▶ [TASK INSTRUCTIONS] From the items below, pull out every line that contains the string "stands". Case counts.
━━━
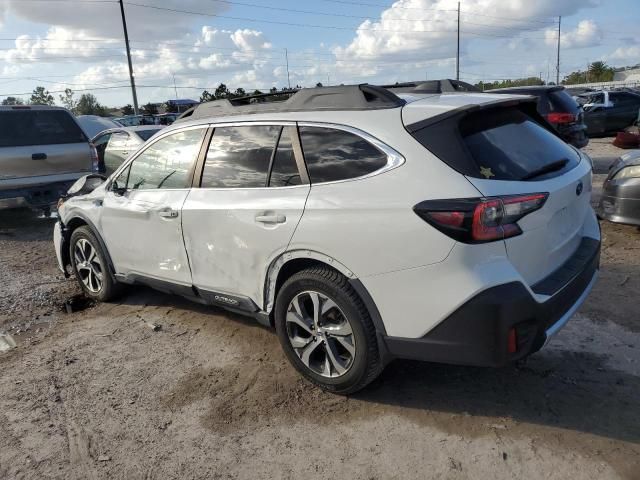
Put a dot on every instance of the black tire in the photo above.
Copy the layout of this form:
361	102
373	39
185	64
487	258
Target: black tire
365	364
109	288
━━━
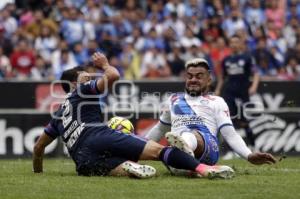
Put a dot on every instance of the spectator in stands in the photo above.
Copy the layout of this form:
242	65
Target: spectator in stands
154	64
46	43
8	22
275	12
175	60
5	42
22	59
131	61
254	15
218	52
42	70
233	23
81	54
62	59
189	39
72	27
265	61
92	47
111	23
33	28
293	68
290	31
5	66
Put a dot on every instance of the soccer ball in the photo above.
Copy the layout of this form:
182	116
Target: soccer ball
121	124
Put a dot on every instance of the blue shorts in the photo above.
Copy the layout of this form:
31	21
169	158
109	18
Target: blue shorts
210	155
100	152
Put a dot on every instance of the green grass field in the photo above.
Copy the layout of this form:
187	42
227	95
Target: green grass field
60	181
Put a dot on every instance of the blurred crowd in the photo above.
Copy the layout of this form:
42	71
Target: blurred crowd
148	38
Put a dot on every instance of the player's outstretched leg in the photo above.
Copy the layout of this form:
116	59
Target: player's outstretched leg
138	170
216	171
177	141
━━━
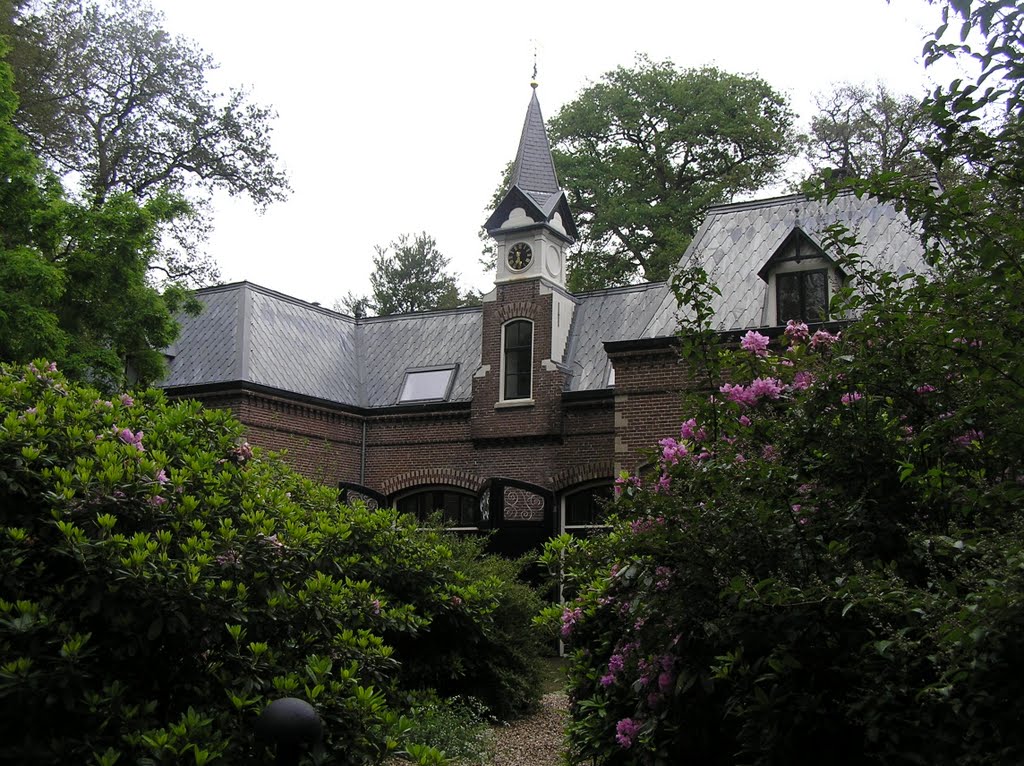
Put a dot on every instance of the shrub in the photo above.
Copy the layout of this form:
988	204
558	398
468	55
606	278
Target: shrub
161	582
━━━
▶ [THE OUTPUT]
Put a dot on every instance of the spectator in stands in the photo above.
Target: spectator in stands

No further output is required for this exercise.